Instructions to follow =
Please work out how many lines in the data below hold the word "brown", and state only the number.

Data provided =
- - - -
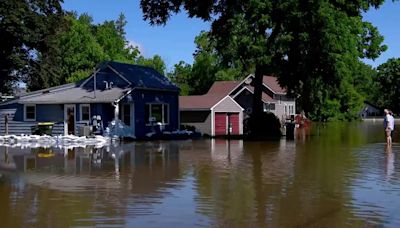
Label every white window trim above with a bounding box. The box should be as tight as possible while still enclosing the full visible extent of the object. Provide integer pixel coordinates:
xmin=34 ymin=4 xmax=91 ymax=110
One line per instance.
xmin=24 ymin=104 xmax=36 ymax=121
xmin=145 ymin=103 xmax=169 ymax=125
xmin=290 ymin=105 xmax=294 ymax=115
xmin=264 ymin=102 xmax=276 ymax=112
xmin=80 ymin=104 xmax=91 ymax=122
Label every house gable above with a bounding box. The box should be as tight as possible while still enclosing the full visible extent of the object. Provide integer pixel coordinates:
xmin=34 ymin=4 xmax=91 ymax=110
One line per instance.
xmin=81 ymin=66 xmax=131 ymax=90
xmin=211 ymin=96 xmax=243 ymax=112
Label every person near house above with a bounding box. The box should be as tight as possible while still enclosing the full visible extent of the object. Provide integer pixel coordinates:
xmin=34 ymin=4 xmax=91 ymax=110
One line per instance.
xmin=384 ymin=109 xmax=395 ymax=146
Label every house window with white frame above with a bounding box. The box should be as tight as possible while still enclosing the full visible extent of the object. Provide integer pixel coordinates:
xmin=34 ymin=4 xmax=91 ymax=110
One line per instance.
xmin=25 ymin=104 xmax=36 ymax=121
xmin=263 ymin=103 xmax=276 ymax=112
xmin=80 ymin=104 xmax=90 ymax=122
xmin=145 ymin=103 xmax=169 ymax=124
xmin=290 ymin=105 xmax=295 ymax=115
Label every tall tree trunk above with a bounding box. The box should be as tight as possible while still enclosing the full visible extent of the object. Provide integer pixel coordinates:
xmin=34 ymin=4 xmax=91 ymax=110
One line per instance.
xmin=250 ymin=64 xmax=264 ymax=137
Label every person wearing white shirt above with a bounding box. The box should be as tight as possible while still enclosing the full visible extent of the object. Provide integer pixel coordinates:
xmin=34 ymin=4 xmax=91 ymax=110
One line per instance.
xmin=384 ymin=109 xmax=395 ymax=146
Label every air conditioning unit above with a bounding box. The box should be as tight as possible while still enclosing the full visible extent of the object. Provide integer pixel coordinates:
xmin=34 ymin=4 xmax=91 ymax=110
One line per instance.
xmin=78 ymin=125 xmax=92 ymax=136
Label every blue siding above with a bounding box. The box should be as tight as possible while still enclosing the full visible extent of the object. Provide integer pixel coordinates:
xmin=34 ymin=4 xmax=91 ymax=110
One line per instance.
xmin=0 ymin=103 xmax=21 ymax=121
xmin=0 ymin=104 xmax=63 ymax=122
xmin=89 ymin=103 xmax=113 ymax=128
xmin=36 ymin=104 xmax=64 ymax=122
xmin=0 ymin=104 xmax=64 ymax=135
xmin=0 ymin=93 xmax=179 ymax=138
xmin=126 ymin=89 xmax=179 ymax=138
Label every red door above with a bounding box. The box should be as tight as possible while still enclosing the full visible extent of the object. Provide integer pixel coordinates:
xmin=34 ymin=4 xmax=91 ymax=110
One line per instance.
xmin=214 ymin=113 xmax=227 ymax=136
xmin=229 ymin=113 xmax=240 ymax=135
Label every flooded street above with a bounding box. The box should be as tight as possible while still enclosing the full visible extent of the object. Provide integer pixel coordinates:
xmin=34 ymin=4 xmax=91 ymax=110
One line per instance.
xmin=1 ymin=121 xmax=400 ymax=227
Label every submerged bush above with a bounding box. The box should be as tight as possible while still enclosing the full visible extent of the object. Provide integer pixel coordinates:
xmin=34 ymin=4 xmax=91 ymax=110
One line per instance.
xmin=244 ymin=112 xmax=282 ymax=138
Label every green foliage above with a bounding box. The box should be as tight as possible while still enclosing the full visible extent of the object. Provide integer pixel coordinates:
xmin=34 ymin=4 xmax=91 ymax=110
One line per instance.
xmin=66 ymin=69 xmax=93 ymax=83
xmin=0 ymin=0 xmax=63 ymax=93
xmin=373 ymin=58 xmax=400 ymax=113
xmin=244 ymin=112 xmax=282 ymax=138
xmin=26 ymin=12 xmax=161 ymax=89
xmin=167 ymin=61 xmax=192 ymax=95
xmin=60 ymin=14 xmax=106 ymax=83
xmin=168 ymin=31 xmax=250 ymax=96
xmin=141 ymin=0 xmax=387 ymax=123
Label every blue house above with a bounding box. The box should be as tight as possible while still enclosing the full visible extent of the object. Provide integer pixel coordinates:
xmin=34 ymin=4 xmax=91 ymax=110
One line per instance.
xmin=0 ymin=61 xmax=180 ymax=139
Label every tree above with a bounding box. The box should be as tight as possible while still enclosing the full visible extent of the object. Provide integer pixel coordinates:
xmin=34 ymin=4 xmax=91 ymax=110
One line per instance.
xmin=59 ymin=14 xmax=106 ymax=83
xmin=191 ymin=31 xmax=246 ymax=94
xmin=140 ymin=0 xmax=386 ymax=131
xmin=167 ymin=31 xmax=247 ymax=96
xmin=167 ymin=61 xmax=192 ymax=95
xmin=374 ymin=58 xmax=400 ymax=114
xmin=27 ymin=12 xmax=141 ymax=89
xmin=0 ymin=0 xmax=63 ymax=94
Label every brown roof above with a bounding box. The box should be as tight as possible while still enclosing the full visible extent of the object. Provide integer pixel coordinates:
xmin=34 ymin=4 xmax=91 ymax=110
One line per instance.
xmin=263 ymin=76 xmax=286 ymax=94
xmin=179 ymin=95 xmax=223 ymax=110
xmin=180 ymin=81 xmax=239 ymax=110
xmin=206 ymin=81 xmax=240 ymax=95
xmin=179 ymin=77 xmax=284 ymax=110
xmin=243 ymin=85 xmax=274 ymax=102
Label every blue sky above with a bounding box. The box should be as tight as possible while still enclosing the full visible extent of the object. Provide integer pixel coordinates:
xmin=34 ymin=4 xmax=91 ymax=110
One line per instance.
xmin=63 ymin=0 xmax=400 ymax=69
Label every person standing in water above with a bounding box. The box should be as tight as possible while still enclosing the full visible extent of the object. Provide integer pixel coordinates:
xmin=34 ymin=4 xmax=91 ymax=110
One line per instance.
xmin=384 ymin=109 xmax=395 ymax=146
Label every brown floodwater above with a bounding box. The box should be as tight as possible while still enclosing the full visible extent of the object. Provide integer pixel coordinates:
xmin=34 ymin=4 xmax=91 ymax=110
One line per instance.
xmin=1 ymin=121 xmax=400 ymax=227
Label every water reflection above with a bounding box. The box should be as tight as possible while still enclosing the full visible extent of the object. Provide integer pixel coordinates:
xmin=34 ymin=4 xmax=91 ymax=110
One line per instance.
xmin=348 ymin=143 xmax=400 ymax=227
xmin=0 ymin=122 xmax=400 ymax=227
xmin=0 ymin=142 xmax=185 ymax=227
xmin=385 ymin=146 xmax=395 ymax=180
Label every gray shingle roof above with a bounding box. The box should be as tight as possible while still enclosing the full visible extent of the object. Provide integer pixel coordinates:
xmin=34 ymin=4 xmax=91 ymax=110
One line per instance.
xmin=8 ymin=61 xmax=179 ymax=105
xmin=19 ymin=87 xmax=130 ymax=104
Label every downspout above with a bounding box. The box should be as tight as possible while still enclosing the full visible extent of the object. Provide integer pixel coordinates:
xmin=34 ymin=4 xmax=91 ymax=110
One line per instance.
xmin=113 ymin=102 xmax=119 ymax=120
- - - -
Expected answer =
2